**Work to complete:**
Going through the entries below, count each line that holds "grassy" and give only the total.

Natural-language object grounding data
^^^^

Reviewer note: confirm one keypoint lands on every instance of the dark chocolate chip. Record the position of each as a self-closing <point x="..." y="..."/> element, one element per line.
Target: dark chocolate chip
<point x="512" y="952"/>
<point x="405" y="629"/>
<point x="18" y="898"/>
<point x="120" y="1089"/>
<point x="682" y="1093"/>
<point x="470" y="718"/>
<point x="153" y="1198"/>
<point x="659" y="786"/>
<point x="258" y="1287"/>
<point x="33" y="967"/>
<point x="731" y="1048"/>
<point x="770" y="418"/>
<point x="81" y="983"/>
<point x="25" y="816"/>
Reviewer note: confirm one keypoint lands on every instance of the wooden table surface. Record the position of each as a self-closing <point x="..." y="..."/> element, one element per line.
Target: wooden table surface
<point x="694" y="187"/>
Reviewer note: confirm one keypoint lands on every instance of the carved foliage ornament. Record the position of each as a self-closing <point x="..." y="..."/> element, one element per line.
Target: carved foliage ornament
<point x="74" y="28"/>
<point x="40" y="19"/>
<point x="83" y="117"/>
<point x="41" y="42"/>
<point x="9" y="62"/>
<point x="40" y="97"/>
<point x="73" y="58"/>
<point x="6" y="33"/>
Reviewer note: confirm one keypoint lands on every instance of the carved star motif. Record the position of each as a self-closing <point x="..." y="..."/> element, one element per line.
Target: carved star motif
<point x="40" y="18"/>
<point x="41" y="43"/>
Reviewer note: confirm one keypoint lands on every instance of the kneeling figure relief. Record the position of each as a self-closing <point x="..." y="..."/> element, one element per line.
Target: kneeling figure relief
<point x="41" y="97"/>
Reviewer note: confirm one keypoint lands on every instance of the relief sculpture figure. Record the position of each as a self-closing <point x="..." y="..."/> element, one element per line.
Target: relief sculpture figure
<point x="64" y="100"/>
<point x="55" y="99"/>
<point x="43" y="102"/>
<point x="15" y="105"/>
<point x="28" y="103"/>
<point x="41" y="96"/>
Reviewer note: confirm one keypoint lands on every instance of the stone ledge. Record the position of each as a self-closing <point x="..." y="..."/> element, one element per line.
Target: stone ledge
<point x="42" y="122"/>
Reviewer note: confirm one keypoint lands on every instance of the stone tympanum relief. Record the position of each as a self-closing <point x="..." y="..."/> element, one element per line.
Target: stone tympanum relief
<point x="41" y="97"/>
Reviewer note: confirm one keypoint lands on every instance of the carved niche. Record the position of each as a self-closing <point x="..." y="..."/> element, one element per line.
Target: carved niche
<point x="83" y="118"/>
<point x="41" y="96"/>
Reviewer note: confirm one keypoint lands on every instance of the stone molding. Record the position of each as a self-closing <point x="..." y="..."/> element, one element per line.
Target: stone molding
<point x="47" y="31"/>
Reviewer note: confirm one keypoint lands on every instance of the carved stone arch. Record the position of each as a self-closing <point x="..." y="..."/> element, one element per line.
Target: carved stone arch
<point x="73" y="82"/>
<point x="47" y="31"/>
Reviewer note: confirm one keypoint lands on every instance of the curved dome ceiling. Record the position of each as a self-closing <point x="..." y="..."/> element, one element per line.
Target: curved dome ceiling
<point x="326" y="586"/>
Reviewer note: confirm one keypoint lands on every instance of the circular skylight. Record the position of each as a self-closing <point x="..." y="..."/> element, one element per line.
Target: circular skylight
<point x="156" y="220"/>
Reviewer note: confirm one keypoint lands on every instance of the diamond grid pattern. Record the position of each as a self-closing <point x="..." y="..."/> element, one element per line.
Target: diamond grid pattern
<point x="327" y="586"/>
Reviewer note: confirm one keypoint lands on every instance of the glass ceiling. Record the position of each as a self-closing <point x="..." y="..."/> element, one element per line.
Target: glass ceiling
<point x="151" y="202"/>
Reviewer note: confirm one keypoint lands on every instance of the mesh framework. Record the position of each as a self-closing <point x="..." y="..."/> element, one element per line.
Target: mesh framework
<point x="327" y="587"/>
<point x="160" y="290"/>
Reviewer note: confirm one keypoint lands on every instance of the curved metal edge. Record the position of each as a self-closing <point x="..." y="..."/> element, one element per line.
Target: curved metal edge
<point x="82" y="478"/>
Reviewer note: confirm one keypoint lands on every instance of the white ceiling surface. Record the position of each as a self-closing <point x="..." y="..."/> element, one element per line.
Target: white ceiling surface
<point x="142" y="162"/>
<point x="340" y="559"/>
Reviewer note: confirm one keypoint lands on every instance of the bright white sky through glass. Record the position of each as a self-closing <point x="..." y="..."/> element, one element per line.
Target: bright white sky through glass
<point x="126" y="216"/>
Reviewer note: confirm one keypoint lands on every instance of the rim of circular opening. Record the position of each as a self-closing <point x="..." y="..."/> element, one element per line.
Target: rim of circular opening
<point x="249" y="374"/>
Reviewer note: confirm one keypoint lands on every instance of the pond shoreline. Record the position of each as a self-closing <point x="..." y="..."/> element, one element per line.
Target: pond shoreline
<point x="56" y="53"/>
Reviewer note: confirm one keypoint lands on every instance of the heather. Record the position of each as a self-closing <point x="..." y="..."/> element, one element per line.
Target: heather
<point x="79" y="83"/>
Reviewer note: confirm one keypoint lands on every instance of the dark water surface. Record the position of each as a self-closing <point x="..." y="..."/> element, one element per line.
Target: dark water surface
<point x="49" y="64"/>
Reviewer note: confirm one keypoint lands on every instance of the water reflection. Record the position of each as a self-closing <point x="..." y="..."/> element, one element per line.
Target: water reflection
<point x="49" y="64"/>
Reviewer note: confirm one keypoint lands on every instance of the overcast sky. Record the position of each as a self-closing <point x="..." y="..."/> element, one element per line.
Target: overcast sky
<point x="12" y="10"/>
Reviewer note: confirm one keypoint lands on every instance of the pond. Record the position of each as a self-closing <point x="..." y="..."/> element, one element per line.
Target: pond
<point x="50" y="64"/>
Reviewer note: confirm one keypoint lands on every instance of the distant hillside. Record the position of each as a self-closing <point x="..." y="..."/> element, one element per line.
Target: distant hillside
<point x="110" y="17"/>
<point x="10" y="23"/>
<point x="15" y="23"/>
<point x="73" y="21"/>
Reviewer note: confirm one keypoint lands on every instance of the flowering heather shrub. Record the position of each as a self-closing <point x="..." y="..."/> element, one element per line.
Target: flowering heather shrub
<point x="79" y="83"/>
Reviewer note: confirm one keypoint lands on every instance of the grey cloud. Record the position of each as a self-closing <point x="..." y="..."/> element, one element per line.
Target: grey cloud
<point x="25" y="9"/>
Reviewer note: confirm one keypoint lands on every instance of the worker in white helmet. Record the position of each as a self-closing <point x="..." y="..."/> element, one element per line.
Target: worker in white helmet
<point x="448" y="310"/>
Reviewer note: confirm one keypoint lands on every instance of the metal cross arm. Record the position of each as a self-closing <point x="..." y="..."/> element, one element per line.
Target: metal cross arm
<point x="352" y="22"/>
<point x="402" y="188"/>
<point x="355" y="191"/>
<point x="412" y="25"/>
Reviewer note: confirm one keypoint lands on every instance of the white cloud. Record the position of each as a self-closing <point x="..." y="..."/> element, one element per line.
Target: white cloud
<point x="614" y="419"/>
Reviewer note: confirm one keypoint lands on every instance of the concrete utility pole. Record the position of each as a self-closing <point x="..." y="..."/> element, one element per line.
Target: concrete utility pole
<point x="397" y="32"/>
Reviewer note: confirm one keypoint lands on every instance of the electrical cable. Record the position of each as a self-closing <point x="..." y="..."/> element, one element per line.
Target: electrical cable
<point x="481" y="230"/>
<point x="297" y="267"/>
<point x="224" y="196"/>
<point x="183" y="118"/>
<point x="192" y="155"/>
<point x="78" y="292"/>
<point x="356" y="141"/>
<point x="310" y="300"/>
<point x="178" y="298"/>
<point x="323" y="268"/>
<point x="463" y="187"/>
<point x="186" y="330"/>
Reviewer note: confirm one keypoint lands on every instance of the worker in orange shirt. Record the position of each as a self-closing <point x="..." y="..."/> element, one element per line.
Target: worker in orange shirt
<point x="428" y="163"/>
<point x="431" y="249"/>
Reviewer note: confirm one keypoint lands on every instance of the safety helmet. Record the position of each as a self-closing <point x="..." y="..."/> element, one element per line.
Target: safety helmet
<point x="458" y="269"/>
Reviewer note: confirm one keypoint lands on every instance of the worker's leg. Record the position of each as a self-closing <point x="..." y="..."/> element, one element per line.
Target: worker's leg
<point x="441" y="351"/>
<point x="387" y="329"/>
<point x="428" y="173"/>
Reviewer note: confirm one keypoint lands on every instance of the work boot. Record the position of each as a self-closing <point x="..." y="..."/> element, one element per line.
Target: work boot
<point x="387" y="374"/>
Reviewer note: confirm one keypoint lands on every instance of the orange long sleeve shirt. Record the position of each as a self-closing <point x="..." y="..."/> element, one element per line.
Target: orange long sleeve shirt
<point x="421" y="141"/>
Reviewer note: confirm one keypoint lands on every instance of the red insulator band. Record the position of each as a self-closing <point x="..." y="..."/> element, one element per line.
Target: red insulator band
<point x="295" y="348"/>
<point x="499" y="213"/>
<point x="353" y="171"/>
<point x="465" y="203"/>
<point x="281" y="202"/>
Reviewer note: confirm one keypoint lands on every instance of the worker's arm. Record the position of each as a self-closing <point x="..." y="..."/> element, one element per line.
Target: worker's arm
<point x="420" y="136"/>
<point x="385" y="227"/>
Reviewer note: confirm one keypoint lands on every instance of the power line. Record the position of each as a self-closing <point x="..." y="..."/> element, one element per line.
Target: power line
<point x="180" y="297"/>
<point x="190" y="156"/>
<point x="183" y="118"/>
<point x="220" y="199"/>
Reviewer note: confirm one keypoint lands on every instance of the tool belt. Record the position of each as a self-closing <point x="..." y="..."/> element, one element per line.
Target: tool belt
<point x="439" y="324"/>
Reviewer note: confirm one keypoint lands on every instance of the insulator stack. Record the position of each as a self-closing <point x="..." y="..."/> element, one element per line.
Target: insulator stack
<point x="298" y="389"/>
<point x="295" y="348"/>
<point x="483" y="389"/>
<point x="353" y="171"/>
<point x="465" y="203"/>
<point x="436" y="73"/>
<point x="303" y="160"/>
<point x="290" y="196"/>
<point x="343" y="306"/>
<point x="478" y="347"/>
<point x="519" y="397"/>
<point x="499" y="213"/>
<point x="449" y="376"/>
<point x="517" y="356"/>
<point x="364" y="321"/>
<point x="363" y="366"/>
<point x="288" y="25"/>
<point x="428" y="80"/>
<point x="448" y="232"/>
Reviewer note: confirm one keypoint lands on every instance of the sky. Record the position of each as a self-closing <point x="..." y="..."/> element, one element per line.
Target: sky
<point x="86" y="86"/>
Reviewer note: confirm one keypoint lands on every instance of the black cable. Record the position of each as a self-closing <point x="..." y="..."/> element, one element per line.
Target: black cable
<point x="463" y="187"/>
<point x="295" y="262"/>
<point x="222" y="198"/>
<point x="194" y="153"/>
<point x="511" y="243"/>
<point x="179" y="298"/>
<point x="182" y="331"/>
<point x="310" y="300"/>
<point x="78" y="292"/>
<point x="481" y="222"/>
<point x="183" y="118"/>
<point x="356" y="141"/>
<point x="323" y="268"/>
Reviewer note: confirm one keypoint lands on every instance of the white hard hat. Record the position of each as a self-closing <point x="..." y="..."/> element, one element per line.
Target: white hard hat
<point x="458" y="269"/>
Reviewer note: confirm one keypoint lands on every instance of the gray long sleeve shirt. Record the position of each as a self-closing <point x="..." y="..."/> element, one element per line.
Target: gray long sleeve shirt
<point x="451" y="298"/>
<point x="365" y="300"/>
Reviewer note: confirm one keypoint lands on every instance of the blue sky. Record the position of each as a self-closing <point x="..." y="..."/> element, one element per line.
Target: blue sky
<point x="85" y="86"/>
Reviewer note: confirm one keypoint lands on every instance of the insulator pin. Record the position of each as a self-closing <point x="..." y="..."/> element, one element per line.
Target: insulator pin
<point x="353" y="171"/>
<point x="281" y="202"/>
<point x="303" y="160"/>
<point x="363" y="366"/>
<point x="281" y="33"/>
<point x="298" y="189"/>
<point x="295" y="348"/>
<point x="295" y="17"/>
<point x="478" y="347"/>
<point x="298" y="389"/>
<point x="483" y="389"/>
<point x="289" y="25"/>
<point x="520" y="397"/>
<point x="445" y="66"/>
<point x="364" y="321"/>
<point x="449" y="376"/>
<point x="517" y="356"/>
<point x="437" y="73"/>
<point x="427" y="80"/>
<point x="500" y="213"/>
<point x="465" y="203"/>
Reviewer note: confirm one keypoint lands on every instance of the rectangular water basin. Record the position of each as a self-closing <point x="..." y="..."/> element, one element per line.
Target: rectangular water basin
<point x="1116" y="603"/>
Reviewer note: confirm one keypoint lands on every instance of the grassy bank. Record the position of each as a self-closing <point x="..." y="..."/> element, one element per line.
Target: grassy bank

^^^^

**Exercise solution:**
2